Set problem:
Reproduce the debate scoring passage below word for word, from "For example, if" up to and including "same speaker points.".

Reading passage:
==*==
For example, if the speaker points assigned in a debate are 24.5, 25, 25 and 26, the debater that
received the 24.5 would be ranked a “4” and the debater that received a 26 would be ranked a
“1.” The judge would decide which debater out of the two that received a 25 was better, and
assign one debater a “2” and one of debater a “3.” While debaters can receive the same speaker
points they cannot receive the same ranks. Therefore, ranks can differentiate debaters who
receive the same speaker points.
- 13 -
Speaker Awards
Speaker awards are given to the students who have received the best speaker points during
preliminary debates. The number of awards depends on how many teams have competed in the
tournament division. Most leagues, including the NHSDLC, will award at least the top 5
speakers in the tournament with awards. If the division is bigger the top 10 may be rewarded. At
particularly large tournaments the top 20 may receive awards.
==*==
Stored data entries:

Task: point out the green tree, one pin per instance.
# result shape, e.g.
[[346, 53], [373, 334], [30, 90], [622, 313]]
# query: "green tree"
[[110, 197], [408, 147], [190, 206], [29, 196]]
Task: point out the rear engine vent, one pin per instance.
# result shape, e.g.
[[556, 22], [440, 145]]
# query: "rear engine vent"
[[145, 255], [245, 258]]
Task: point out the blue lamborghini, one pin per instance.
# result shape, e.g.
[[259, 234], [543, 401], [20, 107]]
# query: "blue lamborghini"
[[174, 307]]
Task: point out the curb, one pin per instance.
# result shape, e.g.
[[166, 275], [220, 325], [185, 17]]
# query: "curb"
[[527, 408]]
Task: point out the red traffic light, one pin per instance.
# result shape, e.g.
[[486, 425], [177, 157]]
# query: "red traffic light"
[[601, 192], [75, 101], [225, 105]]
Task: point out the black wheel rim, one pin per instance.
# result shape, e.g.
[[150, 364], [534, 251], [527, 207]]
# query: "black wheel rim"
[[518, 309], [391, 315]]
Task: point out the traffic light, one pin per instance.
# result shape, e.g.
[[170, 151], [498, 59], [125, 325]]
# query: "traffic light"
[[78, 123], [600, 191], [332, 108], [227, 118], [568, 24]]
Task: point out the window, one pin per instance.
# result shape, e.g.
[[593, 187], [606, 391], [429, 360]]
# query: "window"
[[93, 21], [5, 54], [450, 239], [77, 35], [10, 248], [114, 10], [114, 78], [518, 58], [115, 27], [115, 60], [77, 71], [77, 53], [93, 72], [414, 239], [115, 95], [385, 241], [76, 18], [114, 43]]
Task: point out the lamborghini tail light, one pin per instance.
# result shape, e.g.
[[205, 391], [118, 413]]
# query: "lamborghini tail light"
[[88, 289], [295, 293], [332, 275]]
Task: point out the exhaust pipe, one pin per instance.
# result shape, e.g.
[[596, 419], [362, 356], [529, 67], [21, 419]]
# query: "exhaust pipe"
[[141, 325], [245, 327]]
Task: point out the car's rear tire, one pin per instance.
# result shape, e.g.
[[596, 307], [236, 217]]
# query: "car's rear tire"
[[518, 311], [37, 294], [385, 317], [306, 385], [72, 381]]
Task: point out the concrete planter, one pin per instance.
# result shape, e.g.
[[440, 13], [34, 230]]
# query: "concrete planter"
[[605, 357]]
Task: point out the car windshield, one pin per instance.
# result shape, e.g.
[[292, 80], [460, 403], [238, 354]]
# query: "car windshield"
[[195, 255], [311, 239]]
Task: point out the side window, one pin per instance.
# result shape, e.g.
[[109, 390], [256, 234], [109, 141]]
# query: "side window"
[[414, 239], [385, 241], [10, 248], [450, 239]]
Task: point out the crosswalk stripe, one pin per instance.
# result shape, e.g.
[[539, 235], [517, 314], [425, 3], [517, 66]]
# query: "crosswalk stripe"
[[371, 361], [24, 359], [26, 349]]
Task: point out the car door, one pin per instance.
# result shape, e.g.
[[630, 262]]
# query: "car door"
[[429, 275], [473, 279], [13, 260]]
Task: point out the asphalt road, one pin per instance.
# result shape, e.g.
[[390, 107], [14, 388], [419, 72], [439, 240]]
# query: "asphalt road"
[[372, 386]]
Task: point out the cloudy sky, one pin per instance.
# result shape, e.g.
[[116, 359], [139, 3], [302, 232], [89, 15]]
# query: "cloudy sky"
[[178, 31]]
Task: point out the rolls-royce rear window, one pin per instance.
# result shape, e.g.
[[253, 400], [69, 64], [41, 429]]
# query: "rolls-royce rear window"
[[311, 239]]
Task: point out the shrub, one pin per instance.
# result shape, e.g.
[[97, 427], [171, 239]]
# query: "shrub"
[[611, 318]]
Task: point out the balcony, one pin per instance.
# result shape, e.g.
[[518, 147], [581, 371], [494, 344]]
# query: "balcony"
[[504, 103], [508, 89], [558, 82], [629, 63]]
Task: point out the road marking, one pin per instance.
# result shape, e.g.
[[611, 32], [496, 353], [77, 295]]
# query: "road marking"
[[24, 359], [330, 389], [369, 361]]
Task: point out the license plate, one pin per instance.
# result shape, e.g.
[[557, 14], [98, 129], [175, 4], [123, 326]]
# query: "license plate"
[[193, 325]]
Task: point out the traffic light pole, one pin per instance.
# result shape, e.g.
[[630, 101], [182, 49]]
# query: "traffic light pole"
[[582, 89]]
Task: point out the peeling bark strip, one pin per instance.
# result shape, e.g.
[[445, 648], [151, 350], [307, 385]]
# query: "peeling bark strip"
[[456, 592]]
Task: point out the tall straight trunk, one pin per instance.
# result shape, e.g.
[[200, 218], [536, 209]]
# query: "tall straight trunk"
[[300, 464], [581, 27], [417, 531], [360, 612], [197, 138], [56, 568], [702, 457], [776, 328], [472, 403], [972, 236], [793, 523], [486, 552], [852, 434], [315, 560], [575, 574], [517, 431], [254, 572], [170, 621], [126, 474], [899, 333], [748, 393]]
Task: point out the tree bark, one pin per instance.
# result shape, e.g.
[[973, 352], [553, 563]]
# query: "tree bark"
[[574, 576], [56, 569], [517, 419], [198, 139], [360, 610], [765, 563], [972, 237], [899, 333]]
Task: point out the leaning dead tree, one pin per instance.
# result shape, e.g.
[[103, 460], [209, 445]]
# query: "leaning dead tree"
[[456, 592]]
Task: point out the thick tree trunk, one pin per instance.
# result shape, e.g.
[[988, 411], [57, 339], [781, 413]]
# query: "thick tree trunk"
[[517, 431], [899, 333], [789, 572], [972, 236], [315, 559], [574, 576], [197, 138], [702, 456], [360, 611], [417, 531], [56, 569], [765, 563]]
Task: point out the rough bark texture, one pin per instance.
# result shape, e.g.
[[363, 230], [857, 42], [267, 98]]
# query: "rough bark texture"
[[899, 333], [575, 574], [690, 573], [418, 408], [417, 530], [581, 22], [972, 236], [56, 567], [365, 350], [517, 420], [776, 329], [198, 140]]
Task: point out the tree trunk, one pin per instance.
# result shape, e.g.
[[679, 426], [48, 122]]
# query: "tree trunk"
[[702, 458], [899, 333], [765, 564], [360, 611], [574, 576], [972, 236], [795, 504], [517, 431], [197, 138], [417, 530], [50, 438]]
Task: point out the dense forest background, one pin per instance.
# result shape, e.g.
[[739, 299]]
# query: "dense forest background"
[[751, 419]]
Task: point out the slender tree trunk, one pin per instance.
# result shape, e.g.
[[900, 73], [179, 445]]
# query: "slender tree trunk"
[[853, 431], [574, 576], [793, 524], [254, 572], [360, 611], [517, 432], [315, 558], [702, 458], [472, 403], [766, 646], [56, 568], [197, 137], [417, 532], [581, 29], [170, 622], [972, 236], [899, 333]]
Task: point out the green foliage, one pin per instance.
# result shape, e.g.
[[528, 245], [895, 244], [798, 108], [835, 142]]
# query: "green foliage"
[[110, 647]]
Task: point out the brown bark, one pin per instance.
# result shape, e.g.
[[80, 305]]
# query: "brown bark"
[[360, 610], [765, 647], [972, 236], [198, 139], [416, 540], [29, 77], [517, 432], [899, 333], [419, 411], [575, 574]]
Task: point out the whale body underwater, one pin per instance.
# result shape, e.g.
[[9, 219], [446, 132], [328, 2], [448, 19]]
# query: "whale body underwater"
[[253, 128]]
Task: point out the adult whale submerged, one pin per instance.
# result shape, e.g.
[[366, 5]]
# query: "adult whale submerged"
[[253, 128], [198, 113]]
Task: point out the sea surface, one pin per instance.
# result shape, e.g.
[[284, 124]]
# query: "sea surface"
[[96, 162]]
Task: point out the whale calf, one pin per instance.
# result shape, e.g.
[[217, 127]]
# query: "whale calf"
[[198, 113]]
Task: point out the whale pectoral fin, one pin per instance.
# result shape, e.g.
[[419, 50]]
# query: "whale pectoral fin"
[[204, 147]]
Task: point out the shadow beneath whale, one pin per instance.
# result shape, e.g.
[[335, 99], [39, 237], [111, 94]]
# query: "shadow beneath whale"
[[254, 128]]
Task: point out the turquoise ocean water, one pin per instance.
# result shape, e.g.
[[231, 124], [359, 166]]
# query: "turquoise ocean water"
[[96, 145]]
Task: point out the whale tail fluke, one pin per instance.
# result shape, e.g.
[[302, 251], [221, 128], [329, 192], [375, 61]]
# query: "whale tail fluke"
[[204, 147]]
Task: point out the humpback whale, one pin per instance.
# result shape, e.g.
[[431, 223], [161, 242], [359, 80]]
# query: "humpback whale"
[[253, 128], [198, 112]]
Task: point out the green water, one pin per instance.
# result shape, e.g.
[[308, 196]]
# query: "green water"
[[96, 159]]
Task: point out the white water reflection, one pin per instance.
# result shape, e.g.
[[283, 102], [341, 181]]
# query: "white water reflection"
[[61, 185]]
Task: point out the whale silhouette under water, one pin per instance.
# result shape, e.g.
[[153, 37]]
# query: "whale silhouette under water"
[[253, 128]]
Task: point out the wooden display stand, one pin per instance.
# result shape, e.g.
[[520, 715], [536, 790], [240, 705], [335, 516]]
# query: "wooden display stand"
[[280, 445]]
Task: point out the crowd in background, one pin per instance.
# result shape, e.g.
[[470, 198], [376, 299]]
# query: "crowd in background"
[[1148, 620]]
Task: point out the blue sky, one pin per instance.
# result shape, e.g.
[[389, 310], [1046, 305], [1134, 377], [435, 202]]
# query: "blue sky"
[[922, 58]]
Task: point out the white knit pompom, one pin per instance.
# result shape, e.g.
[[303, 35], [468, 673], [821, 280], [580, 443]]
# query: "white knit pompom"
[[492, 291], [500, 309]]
==*==
Task solution:
For example, if the speaker points assigned in a debate are 24.5, 25, 25 and 26, the debater that
received the 24.5 would be ranked a “4” and the debater that received a 26 would be ranked a
“1.” The judge would decide which debater out of the two that received a 25 was better, and
assign one debater a “2” and one of debater a “3.” While debaters can receive the same speaker
points they cannot receive the same ranks. Therefore, ranks can differentiate debaters who
receive the same speaker points.